Document passage
■ ■ ■ ■
Neighborhood & periphery diplomacy
China's neighborhood and periphery diplomacy: doctrine, the 2013 zhoubian framework, key disputes, and how it is tested in the Guokao international section.
The Doctrine of Periphery Diplomacy
Periphery diplomacy (周边外交, zhoubian waijiao) is the organizing concept through which Beijing manages relations with the states ringing its 22,000-kilometer land border and its maritime approaches. China shares land frontiers with 14 states—the most of any country—and maritime boundaries with a further set including Japan, the Philippines, Vietnam, and South Korea. This geographic reality makes the periphery the indispensable first ring of Chinese grand strategy: secure the neighborhood before projecting globally.
The doctrine was codified at the Conference on the Diplomatic Work in the Surrounding Areas (周边外交工作座谈会), convened on 24–25 October 2013—the first Politburo-level work conference dedicated solely to the periphery. There Xi Jinping advanced the guiding principles of amity, sincerity, mutual benefit, and inclusiveness (亲、诚、惠、容; qin, cheng, hui, rong). He paired this with the older formula of building a neighborhood that is "harmonious, secure, and prosperous" (睦邻、安邻、富邻), first articulated in 2003.
From Deng to Xi
Periphery policy did not begin in 2013. Deng Xiaoping's 1980s settlement-seeking logic produced the normalization of Sino-Soviet relations in May 1989 (the Gorbachev visit) and a wave of border negotiations. The Shanghai Five mechanism (1996), grouping China, Russia, Kazakhstan, Kyrgyzstan, and Tajikistan, resolved Soviet-era boundary questions and matured into the Shanghai Cooperation Organisation in 2001. China settled 12 of its 14 land borders by treaty—most notably the 2004 Sino-Russian agreement finalizing the Heilongjiang/Amur islands and the 2009 China–Tajikistan accord—leaving only the boundaries with India and Bhutan unresolved.
Under Xi, periphery diplomacy fused with the Belt and Road Initiative, announced in Kazakhstan (Silk Road Economic Belt, September 2013) and Indonesia (21st Century Maritime Silk Road, October 2013). The periphery thus became both a security buffer and the launch corridor for connectivity finance—the China–Pakistan Economic Corridor (CPEC, 2015) and the China–Myanmar Economic Corridor being the flagship cases.
The Two Faces: Reassurance and Coercion
Chinese periphery practice operates on twin tracks. The reassurance track offers economic integration, vaccine diplomacy, and forums such as the Lancang–Mekong Cooperation mechanism (launched March 2016) covering the riparian states of the Mekong. The coercion track manifests in maritime and land disputes: the Scarborough Shoal standoff with the Philippines (April–June 2012), the deployment of the HD-981 oil rig into waters contested with Vietnam (May 2014), and the Doklam standoff with India (June–August 2017) on the Bhutan tri-junction. The South China Sea "nine-dash line" claim was rejected by the Permanent Court of Arbitration tribunal on 12 July 2016 (Philippines v. China, under UNCLOS Annex VII), a ruling Beijing declared "null and void." Candidates must hold both faces together: the periphery is simultaneously courted and contested.
■ ■ ■ ■
Entries supplied
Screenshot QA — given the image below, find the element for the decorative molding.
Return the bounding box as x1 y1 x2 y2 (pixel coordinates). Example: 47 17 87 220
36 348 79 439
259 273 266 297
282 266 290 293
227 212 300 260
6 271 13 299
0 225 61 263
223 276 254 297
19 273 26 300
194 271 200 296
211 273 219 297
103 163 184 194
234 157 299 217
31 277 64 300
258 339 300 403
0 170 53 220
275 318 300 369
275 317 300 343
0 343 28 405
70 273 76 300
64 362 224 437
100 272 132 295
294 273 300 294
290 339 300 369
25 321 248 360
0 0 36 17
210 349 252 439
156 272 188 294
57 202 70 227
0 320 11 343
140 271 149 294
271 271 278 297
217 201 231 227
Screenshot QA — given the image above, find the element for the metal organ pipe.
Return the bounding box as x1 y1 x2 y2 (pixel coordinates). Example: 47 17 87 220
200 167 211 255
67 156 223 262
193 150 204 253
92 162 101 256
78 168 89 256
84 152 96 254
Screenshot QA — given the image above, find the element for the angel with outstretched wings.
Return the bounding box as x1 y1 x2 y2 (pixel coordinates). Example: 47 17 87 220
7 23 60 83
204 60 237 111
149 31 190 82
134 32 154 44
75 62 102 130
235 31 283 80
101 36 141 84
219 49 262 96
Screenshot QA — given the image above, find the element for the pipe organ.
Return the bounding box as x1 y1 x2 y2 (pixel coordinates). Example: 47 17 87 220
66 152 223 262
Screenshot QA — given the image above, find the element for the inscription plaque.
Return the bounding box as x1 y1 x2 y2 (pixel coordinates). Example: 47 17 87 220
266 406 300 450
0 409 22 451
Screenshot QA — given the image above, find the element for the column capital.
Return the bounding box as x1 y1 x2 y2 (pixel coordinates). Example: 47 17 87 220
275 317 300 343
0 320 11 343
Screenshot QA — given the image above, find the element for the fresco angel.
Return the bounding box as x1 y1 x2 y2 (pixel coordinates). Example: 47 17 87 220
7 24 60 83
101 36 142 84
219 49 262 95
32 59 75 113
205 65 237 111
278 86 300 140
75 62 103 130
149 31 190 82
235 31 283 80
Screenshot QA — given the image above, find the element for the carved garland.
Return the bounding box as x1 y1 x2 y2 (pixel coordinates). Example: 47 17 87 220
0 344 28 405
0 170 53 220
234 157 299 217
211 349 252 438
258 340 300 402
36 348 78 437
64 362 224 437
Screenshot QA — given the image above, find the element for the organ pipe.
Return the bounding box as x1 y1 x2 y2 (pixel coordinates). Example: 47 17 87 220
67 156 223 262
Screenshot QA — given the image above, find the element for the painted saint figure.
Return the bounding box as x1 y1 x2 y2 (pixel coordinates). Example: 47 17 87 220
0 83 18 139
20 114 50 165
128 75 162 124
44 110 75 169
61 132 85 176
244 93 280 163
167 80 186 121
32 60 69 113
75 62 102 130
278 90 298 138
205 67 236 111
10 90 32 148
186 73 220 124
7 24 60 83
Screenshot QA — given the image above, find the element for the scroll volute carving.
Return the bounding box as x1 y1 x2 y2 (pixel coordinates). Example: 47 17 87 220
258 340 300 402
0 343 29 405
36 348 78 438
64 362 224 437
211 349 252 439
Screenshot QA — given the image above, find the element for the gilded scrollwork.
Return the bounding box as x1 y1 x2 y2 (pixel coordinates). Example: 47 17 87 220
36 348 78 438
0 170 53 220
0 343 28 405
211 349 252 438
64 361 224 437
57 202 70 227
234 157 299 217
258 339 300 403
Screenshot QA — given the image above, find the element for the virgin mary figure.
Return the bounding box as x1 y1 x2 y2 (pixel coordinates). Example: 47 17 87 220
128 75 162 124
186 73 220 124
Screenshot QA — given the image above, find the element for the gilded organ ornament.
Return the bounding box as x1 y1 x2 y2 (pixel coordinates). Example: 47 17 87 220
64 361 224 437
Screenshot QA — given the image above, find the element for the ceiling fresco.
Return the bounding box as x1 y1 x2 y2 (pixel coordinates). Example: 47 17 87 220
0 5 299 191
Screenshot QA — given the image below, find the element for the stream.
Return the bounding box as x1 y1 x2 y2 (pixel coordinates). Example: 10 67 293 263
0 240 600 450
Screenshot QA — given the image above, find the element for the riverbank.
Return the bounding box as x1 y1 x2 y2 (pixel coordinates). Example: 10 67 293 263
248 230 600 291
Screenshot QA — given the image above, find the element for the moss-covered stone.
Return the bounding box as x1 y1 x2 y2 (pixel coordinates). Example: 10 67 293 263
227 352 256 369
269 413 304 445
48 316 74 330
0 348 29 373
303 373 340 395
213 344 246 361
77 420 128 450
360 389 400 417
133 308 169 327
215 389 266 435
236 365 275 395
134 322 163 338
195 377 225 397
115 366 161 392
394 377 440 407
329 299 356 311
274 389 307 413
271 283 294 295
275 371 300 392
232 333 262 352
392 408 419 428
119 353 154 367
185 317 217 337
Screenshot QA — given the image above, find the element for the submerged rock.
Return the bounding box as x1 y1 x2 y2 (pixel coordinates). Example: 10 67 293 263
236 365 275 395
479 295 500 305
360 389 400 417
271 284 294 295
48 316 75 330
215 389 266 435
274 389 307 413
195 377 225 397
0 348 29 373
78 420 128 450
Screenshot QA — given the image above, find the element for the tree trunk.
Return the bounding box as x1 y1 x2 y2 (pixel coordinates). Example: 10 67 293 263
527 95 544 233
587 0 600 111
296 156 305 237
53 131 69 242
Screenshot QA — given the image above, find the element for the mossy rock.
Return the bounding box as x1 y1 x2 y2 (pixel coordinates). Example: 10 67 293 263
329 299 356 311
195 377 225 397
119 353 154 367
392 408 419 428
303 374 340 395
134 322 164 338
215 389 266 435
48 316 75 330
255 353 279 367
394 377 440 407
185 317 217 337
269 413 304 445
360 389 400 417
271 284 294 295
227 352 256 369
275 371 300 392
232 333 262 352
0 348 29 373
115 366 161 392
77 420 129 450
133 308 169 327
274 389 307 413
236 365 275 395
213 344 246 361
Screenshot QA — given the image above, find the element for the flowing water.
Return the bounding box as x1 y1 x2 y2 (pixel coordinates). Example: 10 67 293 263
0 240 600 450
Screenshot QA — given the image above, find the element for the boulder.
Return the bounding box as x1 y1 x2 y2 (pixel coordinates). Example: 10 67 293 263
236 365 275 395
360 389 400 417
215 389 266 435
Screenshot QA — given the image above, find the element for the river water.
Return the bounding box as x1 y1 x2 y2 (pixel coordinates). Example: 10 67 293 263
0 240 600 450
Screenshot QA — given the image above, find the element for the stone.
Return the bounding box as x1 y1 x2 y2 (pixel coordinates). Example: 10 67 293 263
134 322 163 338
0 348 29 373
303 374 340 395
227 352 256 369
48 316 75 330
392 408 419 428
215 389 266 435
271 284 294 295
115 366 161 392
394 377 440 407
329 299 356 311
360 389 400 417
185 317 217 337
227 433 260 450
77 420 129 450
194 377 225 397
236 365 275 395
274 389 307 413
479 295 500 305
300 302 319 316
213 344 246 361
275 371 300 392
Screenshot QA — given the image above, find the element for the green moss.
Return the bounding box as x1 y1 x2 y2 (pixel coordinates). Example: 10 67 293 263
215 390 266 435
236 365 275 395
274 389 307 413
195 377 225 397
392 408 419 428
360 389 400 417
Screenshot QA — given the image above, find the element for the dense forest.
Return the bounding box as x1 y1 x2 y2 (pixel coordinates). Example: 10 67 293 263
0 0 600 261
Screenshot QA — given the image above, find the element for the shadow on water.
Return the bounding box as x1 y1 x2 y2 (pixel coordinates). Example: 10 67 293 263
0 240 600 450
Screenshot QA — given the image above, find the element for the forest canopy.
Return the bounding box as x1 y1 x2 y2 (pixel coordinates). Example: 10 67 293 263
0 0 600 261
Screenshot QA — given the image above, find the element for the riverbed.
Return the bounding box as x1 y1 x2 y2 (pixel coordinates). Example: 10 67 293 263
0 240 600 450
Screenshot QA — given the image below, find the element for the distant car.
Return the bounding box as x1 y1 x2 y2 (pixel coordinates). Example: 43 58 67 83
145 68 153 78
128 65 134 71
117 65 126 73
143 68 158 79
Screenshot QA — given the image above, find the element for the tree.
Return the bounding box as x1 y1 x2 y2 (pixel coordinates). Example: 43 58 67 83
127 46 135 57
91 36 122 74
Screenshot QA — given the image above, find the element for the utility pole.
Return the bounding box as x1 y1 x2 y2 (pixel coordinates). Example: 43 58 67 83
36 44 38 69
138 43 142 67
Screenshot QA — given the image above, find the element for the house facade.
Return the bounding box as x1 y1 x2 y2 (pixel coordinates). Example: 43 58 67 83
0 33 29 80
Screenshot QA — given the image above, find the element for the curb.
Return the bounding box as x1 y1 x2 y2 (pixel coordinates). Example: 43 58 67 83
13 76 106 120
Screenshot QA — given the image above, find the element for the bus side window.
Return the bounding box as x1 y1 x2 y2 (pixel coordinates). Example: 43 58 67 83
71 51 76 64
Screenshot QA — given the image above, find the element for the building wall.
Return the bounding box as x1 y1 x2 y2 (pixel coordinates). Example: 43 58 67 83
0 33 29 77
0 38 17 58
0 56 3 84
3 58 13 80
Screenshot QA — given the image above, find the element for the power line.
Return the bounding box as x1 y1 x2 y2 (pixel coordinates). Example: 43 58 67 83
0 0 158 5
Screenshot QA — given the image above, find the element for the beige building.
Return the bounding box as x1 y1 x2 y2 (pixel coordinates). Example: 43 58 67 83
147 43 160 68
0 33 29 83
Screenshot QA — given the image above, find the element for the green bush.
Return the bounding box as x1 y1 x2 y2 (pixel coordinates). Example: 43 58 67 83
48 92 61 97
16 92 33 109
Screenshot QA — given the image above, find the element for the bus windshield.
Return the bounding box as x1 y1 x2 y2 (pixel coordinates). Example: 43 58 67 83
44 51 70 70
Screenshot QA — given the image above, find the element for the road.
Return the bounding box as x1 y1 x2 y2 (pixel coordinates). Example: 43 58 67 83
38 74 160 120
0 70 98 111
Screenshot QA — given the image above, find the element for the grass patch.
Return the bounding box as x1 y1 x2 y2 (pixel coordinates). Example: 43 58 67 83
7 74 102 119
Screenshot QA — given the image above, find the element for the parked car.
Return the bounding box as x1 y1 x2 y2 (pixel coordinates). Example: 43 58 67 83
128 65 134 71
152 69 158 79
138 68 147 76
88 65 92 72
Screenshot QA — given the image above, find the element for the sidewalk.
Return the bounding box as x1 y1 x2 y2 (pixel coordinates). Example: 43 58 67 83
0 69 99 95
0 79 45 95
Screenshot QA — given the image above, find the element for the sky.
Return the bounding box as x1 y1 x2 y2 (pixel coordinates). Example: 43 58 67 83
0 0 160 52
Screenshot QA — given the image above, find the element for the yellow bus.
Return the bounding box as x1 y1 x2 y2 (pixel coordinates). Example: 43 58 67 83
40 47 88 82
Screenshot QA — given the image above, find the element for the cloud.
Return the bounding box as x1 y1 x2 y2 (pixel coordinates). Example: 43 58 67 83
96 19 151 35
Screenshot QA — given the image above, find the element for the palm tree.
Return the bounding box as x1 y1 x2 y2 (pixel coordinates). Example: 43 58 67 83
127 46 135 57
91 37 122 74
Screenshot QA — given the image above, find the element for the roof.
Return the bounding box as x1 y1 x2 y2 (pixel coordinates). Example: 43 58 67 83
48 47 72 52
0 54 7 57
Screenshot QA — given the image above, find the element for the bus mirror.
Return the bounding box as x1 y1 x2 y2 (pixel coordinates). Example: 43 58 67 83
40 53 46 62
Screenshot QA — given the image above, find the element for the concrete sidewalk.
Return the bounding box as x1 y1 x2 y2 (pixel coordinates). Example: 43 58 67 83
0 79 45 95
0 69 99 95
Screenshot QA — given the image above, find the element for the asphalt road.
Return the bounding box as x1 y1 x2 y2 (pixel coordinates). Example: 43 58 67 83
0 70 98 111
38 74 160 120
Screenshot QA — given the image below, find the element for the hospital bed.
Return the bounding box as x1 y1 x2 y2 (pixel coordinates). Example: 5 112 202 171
■ ■ ■ ■
Work instruction 1
How would you change the periphery diplomacy text from "Neighborhood & periphery" through "Guokao international section.", swapping "Guokao" for "national civil service exam"?
Work instruction 2
Can you condense the paragraph of the periphery diplomacy text that begins "Periphery policy did not begin in 2013" into a short bulleted list that keeps its main facts?

Answer area 1
Neighborhood & periphery diplomacy
China's neighborhood and periphery diplomacy: doctrine, the 2013 zhoubian framework, key disputes, and how it is tested in the national civil service exam international section.

Answer area 2
- Periphery policy predates 2013.
- In the 1980s, Deng Xiaoping's settlement-seeking approach led to the normalization of Sino-Soviet relations in May 1989 (the Gorbachev visit) and a wave of border negotiations.
- The Shanghai Five mechanism (1996) included China, Russia, Kazakhstan, Kyrgyzstan, and Tajikistan. It resolved Soviet-era boundary questions and became the Shanghai Cooperation Organisation in 2001.
- China settled 12 of its 14 land borders by treaty. Notable examples are the 2004 Sino-Russian agreement on the Heilongjiang/Amur islands and the 2009 China–Tajikistan accord.
- Only the borders with India and Bhutan remain unresolved.